Provided records -
---------------

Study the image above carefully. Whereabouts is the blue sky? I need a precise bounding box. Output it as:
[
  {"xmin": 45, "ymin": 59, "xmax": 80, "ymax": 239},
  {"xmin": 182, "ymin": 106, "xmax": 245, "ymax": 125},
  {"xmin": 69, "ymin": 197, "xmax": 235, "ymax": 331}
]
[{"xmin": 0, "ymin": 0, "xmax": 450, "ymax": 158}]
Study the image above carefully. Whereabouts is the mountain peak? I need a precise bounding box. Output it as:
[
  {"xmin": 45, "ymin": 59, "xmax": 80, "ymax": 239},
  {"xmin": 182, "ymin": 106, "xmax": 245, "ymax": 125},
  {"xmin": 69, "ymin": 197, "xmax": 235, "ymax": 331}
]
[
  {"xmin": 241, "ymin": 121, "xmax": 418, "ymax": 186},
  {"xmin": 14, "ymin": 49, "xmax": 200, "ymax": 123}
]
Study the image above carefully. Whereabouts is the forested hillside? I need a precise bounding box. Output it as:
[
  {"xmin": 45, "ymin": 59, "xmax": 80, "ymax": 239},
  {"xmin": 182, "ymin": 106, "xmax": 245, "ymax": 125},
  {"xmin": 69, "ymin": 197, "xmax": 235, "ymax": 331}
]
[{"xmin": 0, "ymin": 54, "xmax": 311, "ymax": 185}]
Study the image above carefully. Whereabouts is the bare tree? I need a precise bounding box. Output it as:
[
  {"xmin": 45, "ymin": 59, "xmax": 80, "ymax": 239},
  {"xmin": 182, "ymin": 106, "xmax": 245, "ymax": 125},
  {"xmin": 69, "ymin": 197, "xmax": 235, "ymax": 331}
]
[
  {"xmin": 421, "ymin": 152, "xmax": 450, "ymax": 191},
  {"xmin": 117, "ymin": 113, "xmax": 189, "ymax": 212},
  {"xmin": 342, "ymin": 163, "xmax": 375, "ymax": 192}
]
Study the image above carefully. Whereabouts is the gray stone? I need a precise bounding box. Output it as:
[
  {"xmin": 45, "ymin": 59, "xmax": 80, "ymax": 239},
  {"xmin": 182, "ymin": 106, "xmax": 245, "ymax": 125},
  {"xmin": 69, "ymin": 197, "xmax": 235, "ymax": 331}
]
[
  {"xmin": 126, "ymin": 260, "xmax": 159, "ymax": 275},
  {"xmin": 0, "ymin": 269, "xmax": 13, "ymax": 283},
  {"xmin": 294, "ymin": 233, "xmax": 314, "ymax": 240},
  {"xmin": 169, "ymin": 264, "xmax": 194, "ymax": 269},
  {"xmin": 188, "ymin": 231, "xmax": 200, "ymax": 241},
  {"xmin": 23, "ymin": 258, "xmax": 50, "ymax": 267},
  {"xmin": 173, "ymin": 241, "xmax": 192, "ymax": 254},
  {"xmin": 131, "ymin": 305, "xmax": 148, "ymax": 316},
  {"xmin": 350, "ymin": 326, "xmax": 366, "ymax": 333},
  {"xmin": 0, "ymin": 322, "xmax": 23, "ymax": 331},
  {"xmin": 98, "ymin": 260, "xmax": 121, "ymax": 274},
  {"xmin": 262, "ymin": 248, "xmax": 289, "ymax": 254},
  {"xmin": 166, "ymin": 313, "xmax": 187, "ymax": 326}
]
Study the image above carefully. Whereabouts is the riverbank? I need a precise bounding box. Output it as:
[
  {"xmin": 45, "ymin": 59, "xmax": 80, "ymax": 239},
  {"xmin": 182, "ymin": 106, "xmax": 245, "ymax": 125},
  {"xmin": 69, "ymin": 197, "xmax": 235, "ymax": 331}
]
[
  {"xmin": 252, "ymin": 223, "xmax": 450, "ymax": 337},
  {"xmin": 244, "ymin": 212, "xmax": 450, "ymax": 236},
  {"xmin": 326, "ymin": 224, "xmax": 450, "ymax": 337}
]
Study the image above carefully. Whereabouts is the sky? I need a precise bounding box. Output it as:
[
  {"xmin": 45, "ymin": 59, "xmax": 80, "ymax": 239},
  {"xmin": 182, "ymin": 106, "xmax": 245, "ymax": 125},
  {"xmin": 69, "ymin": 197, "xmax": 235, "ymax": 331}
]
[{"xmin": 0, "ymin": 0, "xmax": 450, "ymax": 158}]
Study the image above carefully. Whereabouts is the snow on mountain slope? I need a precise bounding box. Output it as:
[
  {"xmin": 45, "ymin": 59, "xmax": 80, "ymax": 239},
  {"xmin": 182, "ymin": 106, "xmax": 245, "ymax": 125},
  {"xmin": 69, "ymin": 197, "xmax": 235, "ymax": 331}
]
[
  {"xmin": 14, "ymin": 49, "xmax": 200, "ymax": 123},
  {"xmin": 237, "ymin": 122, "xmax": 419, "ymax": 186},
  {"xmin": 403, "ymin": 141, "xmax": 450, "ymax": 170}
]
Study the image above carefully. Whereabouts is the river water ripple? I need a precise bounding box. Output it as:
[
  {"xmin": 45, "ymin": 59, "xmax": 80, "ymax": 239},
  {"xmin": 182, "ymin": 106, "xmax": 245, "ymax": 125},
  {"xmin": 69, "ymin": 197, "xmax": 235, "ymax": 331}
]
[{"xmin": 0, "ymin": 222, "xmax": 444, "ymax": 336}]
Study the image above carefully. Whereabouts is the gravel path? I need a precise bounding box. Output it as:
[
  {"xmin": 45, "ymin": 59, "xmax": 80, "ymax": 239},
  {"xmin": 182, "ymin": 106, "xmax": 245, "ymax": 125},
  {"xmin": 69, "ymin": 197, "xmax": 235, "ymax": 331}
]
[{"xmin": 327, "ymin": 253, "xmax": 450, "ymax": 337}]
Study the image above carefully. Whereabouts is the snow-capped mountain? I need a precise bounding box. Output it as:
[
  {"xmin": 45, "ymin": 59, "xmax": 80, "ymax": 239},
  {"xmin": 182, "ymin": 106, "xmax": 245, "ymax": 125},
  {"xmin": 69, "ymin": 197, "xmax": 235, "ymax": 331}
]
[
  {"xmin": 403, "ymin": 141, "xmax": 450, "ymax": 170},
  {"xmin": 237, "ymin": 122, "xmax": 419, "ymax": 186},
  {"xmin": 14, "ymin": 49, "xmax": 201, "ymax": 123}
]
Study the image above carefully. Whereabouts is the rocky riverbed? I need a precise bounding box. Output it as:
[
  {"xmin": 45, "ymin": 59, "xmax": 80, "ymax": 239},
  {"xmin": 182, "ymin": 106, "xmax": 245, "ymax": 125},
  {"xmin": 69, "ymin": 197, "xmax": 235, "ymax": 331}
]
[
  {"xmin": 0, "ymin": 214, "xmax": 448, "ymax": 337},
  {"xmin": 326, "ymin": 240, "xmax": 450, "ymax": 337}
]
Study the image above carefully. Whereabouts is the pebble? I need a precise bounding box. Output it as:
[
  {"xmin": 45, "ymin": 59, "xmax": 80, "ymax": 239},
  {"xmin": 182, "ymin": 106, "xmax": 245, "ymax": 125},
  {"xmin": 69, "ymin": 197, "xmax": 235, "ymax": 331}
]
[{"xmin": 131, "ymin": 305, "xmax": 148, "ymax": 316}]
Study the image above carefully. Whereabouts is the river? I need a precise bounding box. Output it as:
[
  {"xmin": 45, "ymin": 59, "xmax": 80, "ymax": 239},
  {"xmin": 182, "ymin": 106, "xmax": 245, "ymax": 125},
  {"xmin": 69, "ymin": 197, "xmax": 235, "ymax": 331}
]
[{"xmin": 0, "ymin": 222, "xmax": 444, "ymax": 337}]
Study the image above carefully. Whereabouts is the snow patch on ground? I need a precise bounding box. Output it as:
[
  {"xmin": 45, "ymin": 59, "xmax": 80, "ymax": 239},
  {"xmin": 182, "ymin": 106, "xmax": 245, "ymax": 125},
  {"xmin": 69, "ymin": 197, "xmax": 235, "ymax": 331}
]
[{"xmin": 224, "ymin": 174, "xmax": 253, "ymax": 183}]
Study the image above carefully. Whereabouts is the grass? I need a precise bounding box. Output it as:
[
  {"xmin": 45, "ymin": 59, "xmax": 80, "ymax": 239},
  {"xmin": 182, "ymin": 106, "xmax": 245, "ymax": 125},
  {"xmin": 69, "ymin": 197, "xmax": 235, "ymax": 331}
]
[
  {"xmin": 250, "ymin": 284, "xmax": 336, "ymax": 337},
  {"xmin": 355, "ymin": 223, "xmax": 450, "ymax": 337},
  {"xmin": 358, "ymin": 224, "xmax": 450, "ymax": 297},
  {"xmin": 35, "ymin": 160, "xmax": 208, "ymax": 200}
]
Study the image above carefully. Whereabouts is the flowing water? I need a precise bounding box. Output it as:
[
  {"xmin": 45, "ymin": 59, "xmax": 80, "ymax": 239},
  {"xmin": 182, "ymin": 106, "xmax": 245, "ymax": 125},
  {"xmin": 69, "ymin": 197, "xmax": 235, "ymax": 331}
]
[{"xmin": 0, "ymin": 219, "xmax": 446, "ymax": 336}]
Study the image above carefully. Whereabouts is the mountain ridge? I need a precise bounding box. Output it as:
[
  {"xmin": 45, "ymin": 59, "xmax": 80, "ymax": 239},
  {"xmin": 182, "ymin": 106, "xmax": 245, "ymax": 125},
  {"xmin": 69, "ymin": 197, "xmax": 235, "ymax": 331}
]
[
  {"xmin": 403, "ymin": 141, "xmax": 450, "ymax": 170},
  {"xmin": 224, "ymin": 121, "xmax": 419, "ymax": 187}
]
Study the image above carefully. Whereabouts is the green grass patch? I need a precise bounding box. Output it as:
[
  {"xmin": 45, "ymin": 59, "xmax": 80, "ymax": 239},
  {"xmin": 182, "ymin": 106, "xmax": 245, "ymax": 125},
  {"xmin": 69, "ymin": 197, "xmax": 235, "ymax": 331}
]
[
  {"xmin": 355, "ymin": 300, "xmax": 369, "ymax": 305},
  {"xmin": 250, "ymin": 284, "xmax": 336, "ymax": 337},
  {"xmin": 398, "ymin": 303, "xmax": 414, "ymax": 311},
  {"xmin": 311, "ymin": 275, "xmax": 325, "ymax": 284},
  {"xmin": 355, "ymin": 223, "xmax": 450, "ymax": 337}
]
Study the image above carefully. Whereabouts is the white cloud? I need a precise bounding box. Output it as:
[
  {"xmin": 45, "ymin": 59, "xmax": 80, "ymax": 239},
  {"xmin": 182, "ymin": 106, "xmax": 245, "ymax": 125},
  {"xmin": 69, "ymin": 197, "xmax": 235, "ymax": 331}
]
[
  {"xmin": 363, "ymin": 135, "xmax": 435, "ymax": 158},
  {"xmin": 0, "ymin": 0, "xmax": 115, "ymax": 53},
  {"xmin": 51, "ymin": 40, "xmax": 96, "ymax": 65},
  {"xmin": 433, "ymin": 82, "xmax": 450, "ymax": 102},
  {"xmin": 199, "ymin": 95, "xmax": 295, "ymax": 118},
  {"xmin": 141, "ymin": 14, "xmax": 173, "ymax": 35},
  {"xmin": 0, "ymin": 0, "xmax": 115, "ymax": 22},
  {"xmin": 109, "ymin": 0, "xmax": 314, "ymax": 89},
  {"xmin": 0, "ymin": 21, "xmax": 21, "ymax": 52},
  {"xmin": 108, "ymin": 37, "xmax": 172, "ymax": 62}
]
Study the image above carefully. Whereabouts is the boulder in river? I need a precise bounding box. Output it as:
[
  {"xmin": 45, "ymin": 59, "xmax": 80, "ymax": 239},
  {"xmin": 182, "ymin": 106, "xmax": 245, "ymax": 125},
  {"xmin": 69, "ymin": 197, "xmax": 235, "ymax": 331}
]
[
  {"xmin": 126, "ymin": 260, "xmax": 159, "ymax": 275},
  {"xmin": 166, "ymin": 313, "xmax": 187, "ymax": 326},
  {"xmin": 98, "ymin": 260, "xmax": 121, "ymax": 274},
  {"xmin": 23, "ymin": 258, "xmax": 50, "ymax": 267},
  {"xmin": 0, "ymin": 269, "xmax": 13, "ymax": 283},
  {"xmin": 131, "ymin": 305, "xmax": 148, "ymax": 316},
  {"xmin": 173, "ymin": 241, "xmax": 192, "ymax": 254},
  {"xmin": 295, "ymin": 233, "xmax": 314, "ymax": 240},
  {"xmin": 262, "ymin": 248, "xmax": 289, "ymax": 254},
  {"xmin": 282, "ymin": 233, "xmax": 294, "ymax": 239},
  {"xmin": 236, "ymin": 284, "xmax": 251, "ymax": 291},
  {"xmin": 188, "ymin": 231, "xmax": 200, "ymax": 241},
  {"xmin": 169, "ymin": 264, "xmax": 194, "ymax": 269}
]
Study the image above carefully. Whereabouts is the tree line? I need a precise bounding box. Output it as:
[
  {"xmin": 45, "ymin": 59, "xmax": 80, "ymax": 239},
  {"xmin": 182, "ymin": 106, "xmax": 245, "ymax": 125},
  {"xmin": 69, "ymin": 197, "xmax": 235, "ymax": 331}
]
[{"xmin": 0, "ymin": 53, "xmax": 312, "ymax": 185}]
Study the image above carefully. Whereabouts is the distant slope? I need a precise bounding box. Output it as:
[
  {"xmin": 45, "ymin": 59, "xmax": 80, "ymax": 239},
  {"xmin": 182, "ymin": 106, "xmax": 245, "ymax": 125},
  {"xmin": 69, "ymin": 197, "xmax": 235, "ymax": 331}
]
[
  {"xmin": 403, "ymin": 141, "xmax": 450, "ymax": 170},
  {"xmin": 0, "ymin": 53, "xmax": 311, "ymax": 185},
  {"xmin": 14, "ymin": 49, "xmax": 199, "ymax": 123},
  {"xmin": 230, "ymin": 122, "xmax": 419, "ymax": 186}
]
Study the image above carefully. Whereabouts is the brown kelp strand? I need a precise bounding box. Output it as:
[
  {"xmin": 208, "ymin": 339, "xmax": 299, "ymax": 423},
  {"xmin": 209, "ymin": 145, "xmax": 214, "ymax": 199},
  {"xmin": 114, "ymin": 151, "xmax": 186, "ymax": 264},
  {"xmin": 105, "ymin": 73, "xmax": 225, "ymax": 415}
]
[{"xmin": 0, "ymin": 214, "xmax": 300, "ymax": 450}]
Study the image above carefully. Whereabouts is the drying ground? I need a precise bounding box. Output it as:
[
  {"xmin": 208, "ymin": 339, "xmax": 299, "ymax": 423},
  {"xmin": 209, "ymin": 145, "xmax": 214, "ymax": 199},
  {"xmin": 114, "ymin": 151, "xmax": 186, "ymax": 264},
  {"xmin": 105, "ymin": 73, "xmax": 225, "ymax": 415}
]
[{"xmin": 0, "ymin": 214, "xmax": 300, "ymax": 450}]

---------------

Task to carry out - Rewrite the lines starting at the one containing "Study the image above carefully. Whereabouts is the drying" and ending at the last line of the entries, with "precise bounding box" replaced by "tight bounding box" and all else unchanged.

Response below -
Study the image above carefully. Whereabouts is the drying ground? I need a tight bounding box. Output it as:
[
  {"xmin": 208, "ymin": 339, "xmax": 299, "ymax": 423},
  {"xmin": 209, "ymin": 145, "xmax": 214, "ymax": 199},
  {"xmin": 114, "ymin": 151, "xmax": 186, "ymax": 264},
  {"xmin": 105, "ymin": 73, "xmax": 225, "ymax": 415}
]
[{"xmin": 0, "ymin": 214, "xmax": 300, "ymax": 450}]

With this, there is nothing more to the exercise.